Source data:
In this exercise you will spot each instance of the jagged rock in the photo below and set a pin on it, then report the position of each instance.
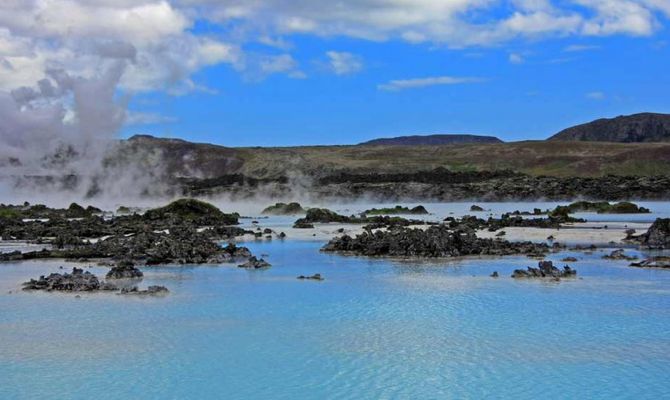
(315, 277)
(254, 263)
(545, 269)
(436, 241)
(619, 254)
(418, 210)
(284, 209)
(653, 262)
(149, 291)
(658, 235)
(124, 270)
(77, 281)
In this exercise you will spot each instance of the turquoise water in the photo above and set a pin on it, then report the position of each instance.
(374, 329)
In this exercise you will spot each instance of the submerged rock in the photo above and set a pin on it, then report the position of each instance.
(653, 262)
(545, 269)
(658, 235)
(284, 209)
(154, 290)
(254, 263)
(77, 281)
(418, 210)
(315, 277)
(124, 270)
(619, 254)
(436, 241)
(303, 225)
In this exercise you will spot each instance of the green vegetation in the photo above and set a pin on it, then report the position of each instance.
(284, 209)
(418, 210)
(603, 207)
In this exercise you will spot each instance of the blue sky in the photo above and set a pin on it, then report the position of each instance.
(524, 90)
(302, 72)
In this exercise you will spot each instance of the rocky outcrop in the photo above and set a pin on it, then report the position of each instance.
(284, 209)
(662, 262)
(124, 270)
(255, 263)
(84, 281)
(605, 207)
(194, 211)
(643, 127)
(545, 269)
(619, 254)
(315, 277)
(76, 281)
(154, 290)
(657, 236)
(418, 210)
(436, 241)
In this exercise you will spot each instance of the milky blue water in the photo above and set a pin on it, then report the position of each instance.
(374, 329)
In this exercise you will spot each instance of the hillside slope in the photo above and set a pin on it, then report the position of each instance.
(637, 128)
(418, 140)
(184, 159)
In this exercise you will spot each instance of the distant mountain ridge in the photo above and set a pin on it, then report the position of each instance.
(636, 128)
(418, 140)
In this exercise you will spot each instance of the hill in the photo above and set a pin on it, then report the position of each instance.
(636, 128)
(419, 140)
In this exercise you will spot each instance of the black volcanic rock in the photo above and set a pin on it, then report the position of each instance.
(124, 270)
(77, 281)
(545, 269)
(658, 235)
(419, 140)
(436, 241)
(644, 127)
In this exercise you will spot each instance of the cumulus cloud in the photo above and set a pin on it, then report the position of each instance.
(457, 23)
(148, 118)
(516, 58)
(597, 95)
(343, 63)
(416, 83)
(79, 35)
(574, 48)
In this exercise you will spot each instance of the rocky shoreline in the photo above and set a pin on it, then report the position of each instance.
(442, 185)
(436, 241)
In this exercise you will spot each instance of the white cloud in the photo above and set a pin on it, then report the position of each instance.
(425, 82)
(81, 36)
(147, 118)
(595, 95)
(456, 23)
(573, 48)
(516, 58)
(344, 63)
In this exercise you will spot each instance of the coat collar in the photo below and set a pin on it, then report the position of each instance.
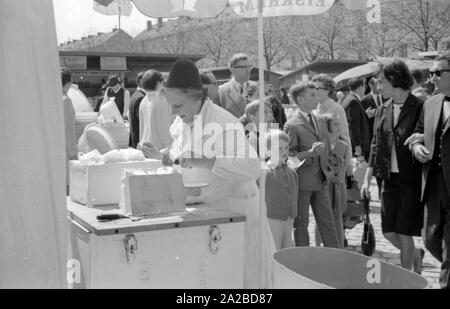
(305, 122)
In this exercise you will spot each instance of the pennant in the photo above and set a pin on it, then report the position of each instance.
(174, 8)
(272, 8)
(115, 7)
(354, 5)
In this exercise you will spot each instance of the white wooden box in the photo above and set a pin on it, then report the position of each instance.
(170, 252)
(96, 185)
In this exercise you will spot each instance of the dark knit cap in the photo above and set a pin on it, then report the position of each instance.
(113, 80)
(184, 74)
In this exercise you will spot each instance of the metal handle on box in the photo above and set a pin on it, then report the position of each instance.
(79, 226)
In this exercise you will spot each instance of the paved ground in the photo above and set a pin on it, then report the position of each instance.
(384, 249)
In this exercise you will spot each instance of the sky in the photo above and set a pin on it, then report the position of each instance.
(76, 18)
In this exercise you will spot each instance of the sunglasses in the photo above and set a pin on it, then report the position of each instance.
(437, 72)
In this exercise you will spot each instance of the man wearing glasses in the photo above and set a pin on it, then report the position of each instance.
(232, 95)
(431, 146)
(209, 81)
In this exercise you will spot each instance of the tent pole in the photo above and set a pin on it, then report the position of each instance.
(262, 130)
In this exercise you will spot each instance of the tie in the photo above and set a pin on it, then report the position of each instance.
(378, 100)
(311, 122)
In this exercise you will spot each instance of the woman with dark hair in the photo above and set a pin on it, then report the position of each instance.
(284, 96)
(395, 120)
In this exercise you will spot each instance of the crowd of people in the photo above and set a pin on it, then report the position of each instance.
(397, 128)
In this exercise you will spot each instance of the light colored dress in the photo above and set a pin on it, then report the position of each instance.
(232, 182)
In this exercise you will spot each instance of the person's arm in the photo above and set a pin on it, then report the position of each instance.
(354, 120)
(162, 123)
(69, 124)
(229, 164)
(126, 108)
(105, 97)
(343, 126)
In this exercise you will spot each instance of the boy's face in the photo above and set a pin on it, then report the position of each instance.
(282, 152)
(334, 127)
(308, 100)
(268, 116)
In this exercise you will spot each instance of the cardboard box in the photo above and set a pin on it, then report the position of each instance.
(152, 194)
(96, 185)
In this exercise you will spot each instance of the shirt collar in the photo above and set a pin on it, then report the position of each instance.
(357, 96)
(325, 105)
(305, 114)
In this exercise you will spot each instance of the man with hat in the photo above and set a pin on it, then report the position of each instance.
(431, 147)
(204, 141)
(121, 95)
(233, 94)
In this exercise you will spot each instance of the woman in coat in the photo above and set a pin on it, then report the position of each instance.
(395, 120)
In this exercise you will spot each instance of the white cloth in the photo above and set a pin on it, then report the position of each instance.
(231, 185)
(394, 163)
(155, 120)
(33, 224)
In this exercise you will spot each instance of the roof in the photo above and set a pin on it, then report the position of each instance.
(193, 57)
(225, 68)
(115, 40)
(331, 66)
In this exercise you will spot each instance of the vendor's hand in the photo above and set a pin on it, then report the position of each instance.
(150, 151)
(349, 171)
(370, 112)
(365, 193)
(414, 139)
(165, 157)
(317, 149)
(421, 153)
(197, 163)
(358, 151)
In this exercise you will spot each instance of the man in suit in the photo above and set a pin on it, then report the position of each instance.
(432, 148)
(309, 142)
(370, 103)
(232, 94)
(357, 119)
(210, 82)
(135, 103)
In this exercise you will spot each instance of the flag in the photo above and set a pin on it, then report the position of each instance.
(249, 8)
(113, 7)
(175, 8)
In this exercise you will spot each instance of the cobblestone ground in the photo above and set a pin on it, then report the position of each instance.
(385, 251)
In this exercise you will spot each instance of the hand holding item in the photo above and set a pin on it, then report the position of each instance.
(370, 112)
(421, 153)
(150, 151)
(197, 163)
(317, 149)
(414, 139)
(358, 151)
(165, 157)
(365, 193)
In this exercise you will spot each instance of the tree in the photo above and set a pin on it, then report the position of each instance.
(427, 22)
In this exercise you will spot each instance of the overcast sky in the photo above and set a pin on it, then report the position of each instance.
(76, 18)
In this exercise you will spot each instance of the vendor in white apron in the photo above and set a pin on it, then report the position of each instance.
(204, 135)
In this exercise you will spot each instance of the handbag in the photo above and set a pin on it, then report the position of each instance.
(368, 240)
(354, 213)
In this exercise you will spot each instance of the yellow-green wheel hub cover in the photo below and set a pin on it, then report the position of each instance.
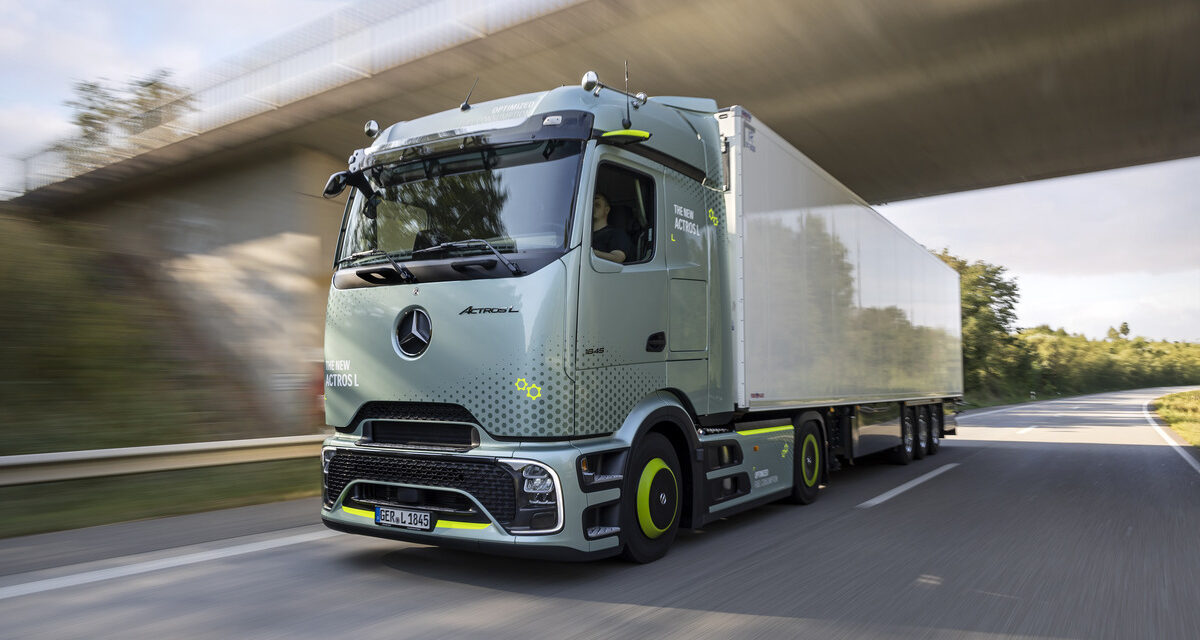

Exercise prompt:
Although the records contain pictures, only their text should be repeated, exactly as it appears.

Exercise output:
In this exercise you will spot each instance of the jagged rock in the photo below and set a pin on it, then report the position of each instance.
(315, 277)
(254, 263)
(545, 269)
(436, 241)
(619, 254)
(418, 210)
(284, 209)
(653, 262)
(149, 291)
(658, 235)
(124, 270)
(77, 281)
In this exercise you will spot each instance of the turquoise water in the photo above and set a pin on it, then report the position of each instance.
(374, 329)
In this exercise you will spot each instance of the submerged rock in the photo above and set a pin on it, then report the position of each instance.
(653, 262)
(545, 269)
(658, 235)
(284, 209)
(154, 290)
(254, 263)
(77, 281)
(418, 210)
(315, 277)
(124, 270)
(619, 254)
(436, 241)
(303, 225)
In this exercise you will spot each instance of the green vegetation in the photo above and set a pin on it, then report the position of each instance.
(284, 209)
(418, 210)
(603, 207)
In this exercise you will spot each instance of the blue sky in the photo above and set a pin on it, then report the position of each instance.
(524, 90)
(302, 72)
In this exercise you will spot each instance of the rocky outcrop in the photo above and set a pin on it, then report the position of each instance.
(284, 209)
(662, 262)
(124, 270)
(255, 263)
(84, 281)
(605, 207)
(194, 211)
(643, 127)
(545, 269)
(619, 254)
(315, 277)
(76, 281)
(154, 290)
(657, 236)
(418, 210)
(436, 241)
In this exercise you will spot each instance of the milky blue water in the photo above and set a pin on it, then report the position of each instance.
(374, 329)
In this exercise you will spot each instance of the hillside slope in the photo above and set a pin on it, then report the position of each instance.
(637, 128)
(418, 140)
(184, 159)
In this exercise you will spot each instance of the distant mountain ridge in the photo above and set a pin on it, then report the position of each instance.
(636, 128)
(418, 140)
In this exercise you will spot each instance of the hill in the photo above and set a pin on it, then report the position of each instance.
(636, 128)
(419, 140)
In this exercise you will spot each instance of the black volcanic rock in the photo above and set a pin on it, then report the position of each instance.
(124, 270)
(77, 281)
(545, 269)
(658, 235)
(419, 140)
(436, 241)
(644, 127)
In this exercise you will spot each instance of the cumulus cloud in the photo above and set a pin on it, then report the position of each instance.
(457, 23)
(148, 118)
(516, 58)
(597, 95)
(343, 63)
(416, 83)
(79, 35)
(574, 48)
In this exercise you will spot each instance of the rocky shoreline in the photo above and set a pin on it, then report the position of each instance.
(442, 185)
(436, 241)
In this exercise you will spot each instance of the white cloud in the photo above and set a pin on it, then report the position of each instance.
(425, 82)
(81, 36)
(147, 118)
(595, 95)
(456, 23)
(573, 48)
(516, 58)
(344, 63)
In this exercise you will spot each instance of the coat collar in the photo below and set a pin on it, then report the position of each instance.
(305, 122)
In this exercise you will spot each instance of the pennant in the photo above and set a pin on it, then report the position of each instance.
(174, 8)
(272, 8)
(115, 7)
(354, 5)
In this exercise you will spot each instance of the white wooden box in the photo above and set a pin on it, then report the position of each instance.
(170, 252)
(96, 185)
In this exercise you will spot each instance of the dark knit cap in the photo above and set a pin on it, then report the position of each instance.
(113, 80)
(184, 74)
In this exercise you will spot each instance of the metal handle on box in the photo above and set a pin on it, then report the position of each instance.
(79, 226)
In this exercise you will spot each instance of the paved ground in the photo above and set a pin on it, then report the position of each instance.
(384, 249)
In this exercise you will spot each instance of the sky in the photo above and set a pin on it, then report the position of each instance.
(76, 18)
In this exercise you will spot each instance of the sunglasses in the photo above and set a pin on it, then report the position of each instance.
(437, 72)
In this exercise you will spot each instance of the man wearing glasses in the photo above and set a pin on it, then report the position of each instance.
(232, 95)
(431, 146)
(209, 81)
In this exercise you will spot each instance of the tent pole in the photo above and set a pin on it, then report the position of each instance.
(262, 130)
In this exercise you will spot each instance of the tie in the photo above and set a pin on it, then report the position of each instance.
(378, 100)
(311, 122)
In this exercise you will spot each instance of the woman with dark hair in the photo above and set a pin on it, then report the position of each instance.
(284, 96)
(395, 120)
In this exercise you will spot each instance of the crowd of people in the photo above and set a pin on it, then report the position of each instance.
(397, 128)
In this exercise you will spot each instance of the light colored dress in the photo above and set a pin on it, then report the position of each instance.
(232, 182)
In this exercise you will spot each instance of the person's arm in the photo above and set a pin on it, then report the position of each instance.
(354, 120)
(162, 123)
(69, 124)
(229, 164)
(126, 108)
(105, 97)
(343, 126)
In this exercise you will spot each instance of the boy's face in the photo above and set a pin on it, then report the position of each instance.
(282, 152)
(334, 127)
(308, 100)
(268, 116)
In this exercise you will spot each instance of the cardboard box in the photo above and set a pin on it, then report the position of each instance.
(152, 194)
(96, 185)
In this exercise you will spot each instance of the shirt collar in the photo above and set a pin on it, then report the position of each instance.
(357, 96)
(325, 105)
(305, 114)
In this exercise you will spot each instance of the man with hat in the photo above and set a pin on it, then report the position of each instance.
(431, 147)
(204, 141)
(121, 95)
(233, 94)
In this exercise you will spot each instance of the woman in coat in the photo above and set a pin on it, then report the position of each instance.
(395, 120)
In this exercise you will spot each instance of the white cloth in the photo above and set a pin on it, then report the position of each instance.
(231, 185)
(394, 163)
(155, 120)
(33, 224)
In this exercise you will spot each instance of the roof in the photo above and set a pin on it, then report the position of each instance.
(193, 57)
(225, 68)
(115, 40)
(331, 66)
In this exercise you will spot each instance of the vendor's hand in the photo above and set a pin on it, then report the position of each instance.
(150, 151)
(349, 171)
(370, 112)
(365, 193)
(414, 139)
(165, 157)
(317, 149)
(421, 153)
(197, 163)
(358, 151)
In this exercise you will spot each instance of the man in suit in the photo above and set a pin on it, then report the position of each instance.
(432, 148)
(309, 142)
(370, 103)
(232, 94)
(357, 119)
(210, 82)
(135, 103)
In this exercise you will spot each instance of the flag in the photo above and set a pin on it, then report the position of each instance.
(249, 8)
(113, 7)
(175, 8)
In this exercise you will spot each instance of the cobblestone ground in the photo above and set a pin on it, then report the position of each instance.
(385, 251)
In this exercise you will spot each instance of the hand holding item in the photo above and set a pin on it, then report the position of each instance.
(370, 112)
(421, 153)
(150, 151)
(197, 163)
(317, 149)
(414, 139)
(358, 151)
(165, 157)
(365, 193)
In this exercise you will spot each instance of the tree in the photo above and set a pin on it, then report the position of each instance.
(427, 22)
In this exercise you will spot each instance of the overcast sky in the photo above and set a pin on it, then report the position of each instance.
(76, 18)
In this exercise you will spot each instance of the vendor in white apron in the photo above and set a pin on it, then report the position of each instance.
(204, 135)
In this exercise you will spot each instance of the handbag in the photo above and set a pin on it, then report the position of each instance.
(368, 240)
(354, 213)
In this exercise you will spot each instance of the yellow-green wheel hub cover in the photo below and set a pin on it, then report the position of each instance.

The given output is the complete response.